**About this exercise**
All that should be output is the block of lines below from the line with "Target: short sleeve" to the line with "Target: gray t-shirt", both included, exactly as written.

**Records shown**
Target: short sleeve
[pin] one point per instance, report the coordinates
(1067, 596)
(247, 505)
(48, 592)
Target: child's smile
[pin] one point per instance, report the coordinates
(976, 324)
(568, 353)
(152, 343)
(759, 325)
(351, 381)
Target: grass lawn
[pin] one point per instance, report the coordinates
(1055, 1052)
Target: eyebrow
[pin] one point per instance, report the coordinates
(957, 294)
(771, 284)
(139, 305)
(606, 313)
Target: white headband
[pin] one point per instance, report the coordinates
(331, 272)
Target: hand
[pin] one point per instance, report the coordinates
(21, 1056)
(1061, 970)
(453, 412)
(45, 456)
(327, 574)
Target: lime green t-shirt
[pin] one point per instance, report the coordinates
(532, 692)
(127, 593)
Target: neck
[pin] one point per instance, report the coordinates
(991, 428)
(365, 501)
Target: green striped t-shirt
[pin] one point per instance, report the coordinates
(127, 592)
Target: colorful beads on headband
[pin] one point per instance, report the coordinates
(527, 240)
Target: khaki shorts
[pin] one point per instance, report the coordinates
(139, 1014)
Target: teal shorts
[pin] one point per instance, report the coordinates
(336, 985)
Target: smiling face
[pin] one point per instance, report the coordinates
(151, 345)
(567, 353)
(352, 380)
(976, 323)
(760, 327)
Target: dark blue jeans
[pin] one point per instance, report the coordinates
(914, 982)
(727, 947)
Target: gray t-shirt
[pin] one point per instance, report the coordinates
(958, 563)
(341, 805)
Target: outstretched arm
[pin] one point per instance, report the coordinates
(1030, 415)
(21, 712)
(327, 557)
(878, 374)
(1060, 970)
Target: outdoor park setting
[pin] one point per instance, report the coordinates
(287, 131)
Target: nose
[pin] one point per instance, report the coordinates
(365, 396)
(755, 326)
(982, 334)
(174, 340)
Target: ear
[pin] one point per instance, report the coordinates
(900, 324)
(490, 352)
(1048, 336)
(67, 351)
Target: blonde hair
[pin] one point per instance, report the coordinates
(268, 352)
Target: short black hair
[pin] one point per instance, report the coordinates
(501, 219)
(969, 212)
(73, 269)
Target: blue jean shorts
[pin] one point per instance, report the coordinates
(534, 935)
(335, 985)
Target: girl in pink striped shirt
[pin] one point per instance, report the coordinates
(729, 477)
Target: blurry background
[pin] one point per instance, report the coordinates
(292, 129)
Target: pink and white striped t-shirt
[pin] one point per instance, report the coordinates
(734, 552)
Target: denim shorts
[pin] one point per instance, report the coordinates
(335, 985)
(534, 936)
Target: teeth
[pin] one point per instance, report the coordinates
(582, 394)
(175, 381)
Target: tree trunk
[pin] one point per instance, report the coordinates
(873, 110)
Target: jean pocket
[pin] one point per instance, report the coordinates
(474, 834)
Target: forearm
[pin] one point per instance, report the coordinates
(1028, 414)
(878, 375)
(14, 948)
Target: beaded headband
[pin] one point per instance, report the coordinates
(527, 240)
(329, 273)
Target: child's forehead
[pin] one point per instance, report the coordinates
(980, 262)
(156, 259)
---
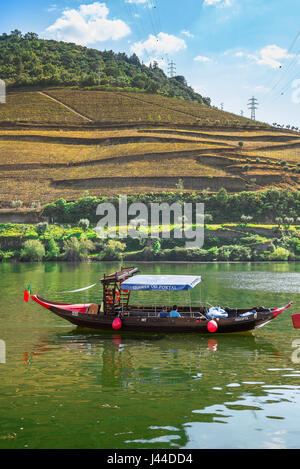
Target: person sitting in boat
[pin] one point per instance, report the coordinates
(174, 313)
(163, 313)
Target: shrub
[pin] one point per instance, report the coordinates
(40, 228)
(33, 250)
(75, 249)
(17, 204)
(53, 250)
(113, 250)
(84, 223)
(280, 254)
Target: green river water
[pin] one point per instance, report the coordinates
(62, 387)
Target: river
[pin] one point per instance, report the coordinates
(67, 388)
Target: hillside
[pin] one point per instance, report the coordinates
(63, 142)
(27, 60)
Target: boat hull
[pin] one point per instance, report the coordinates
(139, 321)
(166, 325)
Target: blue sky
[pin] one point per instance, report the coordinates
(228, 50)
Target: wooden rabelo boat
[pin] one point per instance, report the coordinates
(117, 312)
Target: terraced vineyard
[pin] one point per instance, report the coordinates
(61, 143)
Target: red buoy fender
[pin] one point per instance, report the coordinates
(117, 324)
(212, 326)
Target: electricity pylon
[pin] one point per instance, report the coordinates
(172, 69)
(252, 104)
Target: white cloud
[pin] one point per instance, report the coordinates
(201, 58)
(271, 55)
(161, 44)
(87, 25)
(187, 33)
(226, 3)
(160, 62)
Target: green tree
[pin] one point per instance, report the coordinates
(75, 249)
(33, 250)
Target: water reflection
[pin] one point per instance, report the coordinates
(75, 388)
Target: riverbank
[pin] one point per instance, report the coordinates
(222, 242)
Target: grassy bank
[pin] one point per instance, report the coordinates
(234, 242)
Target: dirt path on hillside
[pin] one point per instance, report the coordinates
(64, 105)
==
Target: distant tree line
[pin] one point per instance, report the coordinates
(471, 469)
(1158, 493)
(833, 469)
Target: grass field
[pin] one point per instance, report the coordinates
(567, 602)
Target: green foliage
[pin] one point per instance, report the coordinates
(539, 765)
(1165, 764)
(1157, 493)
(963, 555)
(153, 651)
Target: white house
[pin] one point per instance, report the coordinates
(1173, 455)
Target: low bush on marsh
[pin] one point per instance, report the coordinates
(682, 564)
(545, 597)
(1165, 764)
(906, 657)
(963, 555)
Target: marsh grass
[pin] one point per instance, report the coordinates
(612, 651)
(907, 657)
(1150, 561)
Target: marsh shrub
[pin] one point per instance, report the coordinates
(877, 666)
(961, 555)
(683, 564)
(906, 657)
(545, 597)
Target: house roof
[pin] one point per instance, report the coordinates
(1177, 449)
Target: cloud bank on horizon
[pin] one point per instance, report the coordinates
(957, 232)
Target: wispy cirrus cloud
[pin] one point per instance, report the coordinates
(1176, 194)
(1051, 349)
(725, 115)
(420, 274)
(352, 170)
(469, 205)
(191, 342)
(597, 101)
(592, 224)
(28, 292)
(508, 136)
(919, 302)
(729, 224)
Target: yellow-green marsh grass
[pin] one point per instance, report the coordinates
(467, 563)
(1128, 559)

**Result below**
Target: short sleeve
[pin] one point per instance, report the coordinates
(1067, 596)
(247, 505)
(48, 592)
Target: child's smile
[pin] one point per instance, report the coordinates
(976, 324)
(568, 353)
(152, 343)
(759, 325)
(351, 381)
Target: grass lawn
[pin] one point per instance, report the coordinates
(1055, 1052)
Target: eyebrow
[pin] one point per instance, report the coordinates
(957, 294)
(771, 284)
(139, 305)
(606, 313)
Target: white headband
[pin] one point per instance, report the coordinates
(331, 272)
Target: hand
[pin] one point per instance, report the coordinates
(21, 1056)
(1061, 970)
(453, 412)
(45, 456)
(327, 574)
Target: lime green t-shirt
[pin] one point per instance, report the coordinates
(532, 692)
(127, 593)
Target: neck
[pin] one point per instance, report the coordinates
(991, 428)
(365, 501)
Target: green striped t-shirt
[pin] one point per instance, report the coordinates
(127, 592)
Target: colorful beads on headband
[pin] one point per instance, report the coordinates
(527, 240)
Target: khaki shorts
[pin] one point per instance, report the coordinates
(139, 1014)
Target: teal shorts
[pin] one point per instance, report the coordinates
(336, 985)
Target: smiling face
[pin] one point per instance, report the coordinates
(151, 345)
(567, 353)
(352, 380)
(976, 323)
(760, 327)
Target: dark blue jeans
[pin] one point per instance, report the coordinates
(914, 982)
(727, 947)
Target: gray t-shirt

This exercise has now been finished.